## [RECORD SET]
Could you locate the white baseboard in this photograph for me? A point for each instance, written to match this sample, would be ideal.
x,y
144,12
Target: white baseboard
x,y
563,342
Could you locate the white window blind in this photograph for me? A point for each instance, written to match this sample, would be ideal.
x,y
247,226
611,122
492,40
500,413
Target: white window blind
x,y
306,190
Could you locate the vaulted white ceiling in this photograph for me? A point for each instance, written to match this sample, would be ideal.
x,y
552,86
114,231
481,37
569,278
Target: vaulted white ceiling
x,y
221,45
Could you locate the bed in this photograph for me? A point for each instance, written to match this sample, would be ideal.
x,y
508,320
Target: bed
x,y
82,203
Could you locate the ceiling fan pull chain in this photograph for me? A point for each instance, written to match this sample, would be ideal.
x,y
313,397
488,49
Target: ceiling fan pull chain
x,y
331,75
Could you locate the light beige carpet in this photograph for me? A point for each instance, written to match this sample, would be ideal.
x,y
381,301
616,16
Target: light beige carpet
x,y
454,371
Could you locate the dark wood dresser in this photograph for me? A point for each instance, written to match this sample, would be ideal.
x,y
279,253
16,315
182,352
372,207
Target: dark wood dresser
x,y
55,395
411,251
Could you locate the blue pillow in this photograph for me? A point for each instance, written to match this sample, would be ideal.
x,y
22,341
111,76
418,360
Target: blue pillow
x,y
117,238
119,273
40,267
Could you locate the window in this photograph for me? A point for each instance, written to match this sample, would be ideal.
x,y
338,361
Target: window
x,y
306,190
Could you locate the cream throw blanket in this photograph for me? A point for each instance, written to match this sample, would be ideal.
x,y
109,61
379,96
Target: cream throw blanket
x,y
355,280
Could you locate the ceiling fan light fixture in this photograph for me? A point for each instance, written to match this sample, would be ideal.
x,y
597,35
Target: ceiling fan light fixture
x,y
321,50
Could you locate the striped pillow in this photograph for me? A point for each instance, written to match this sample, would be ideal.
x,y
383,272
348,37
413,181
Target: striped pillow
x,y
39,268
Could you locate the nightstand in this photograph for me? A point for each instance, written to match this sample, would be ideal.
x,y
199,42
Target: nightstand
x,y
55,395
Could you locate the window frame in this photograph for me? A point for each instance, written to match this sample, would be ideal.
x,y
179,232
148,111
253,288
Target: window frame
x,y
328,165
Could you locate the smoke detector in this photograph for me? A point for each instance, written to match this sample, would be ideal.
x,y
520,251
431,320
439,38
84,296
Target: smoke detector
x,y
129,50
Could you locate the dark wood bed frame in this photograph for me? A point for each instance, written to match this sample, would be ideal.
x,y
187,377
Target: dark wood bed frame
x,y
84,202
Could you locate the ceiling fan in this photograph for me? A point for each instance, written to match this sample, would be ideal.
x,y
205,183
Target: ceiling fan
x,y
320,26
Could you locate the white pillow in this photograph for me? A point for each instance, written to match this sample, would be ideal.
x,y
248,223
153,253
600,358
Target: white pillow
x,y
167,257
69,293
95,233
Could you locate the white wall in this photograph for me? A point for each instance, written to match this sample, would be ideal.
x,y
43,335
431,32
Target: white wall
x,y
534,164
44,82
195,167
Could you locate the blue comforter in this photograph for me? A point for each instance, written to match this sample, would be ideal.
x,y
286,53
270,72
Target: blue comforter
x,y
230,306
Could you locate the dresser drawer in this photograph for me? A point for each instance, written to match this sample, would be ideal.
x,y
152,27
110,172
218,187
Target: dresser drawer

## [PROBLEM TO SOLVE]
Each record above has to be printed again, word for word.

## [RESULT OF THE EXERCISE]
Could you locate the white baseboard in this photograph for me? A point for each instance, written to match this sample, would be ideal.
x,y
144,12
Target: white baseboard
x,y
563,342
Could you locate the white window blind in this photograph for me? A point for each instance, written to match this sample, would be ideal.
x,y
247,226
611,122
492,40
500,413
Target: white window blind
x,y
306,190
Could you locate the vaulted white ceiling in this photograph for me? A point for each instance, written to match this sample, would be ideal.
x,y
552,86
114,231
481,37
569,278
Target: vaulted white ceiling
x,y
221,45
Could you locate the bed in this photograph for me? A point for each instance, written to match this sample, would be ideal.
x,y
508,320
Target: bed
x,y
82,203
Could you locate the ceiling fan pull chain in this photograph for me? A point for each instance, written to match this sample, would be ideal.
x,y
313,397
488,49
Target: ceiling fan pull chain
x,y
331,75
Could you locate the light beige carpet in this photograph for me? A point for each instance, written to match this sample, would be ideal.
x,y
381,301
616,16
Target: light beige carpet
x,y
454,371
Could you locate the dark wood dresser in this photograph for me? A point for each instance, written to match this sample, would be ideal.
x,y
279,253
16,315
182,352
372,207
Target: dark wood dresser
x,y
55,395
411,251
Could you locate the blue pillow in this photograph for me? A point for each instance, written to match this sample, would be ideal.
x,y
22,341
111,76
418,360
Target: blue pillow
x,y
117,238
119,273
40,267
Could you locate the window in this photograph for me? A point for each instance, written to match this sample, would be ideal.
x,y
338,361
Target: window
x,y
306,190
Could you locate the cream throw blanket in this photograph for me? A point for each instance, written to match this sample, would be ideal.
x,y
109,61
379,96
Target: cream throw blanket
x,y
355,280
Could you locate the ceiling fan light fixture in this photograph for me? A point for each instance, written to match this sample, would be ideal.
x,y
597,35
Target: ceiling fan light fixture
x,y
321,50
Could you locate the striped pillow in this photograph for me? A point for each instance, written to match this sample, would be ideal.
x,y
383,272
348,37
413,181
Target: striped pillow
x,y
39,268
Could you locate the nightstand in this photograph for me? A point for each instance, written to match this sample, would be ideal.
x,y
199,42
Target: nightstand
x,y
55,395
Could you locate the window frame in this photograph for me? A point for each instance, written to match this sample, would be ideal.
x,y
179,232
148,111
253,288
Target: window frame
x,y
328,165
Could you locate the smoke detector in this photograph for me? A point for each instance, written to match this sample, would be ideal.
x,y
520,251
431,320
439,38
84,296
Target: smoke detector
x,y
129,50
Could you locate the dark wood bed frame in this photograph for me? A point for each instance, written to match this sample, would be ideal.
x,y
187,377
Target: dark wood bed frame
x,y
84,202
Could you locate the ceiling fan in this photograph for me? A point for each instance, written to match this sample, would be ideal.
x,y
205,183
Target: ceiling fan
x,y
320,26
Could you locate the white pillow in this photograph for me? A point for each instance, written to match this sample, would be ideal.
x,y
248,223
153,253
600,358
Target: white pillow
x,y
167,257
69,293
95,233
Could you locate the white wall in this photograph for me? A point for each instance, written to match this sample, would be ideal.
x,y
43,335
431,32
Target: white wall
x,y
534,164
44,82
195,167
Could you locate the blue comforter in this photograph for me? A point for each instance, written to match this sample, would be ideal.
x,y
286,53
270,72
Target: blue comforter
x,y
230,306
Could you locate the dresser drawer in this photograph for me? A point for each instance, written to match this sample, would be ideal.
x,y
152,27
110,172
218,187
Target: dresser drawer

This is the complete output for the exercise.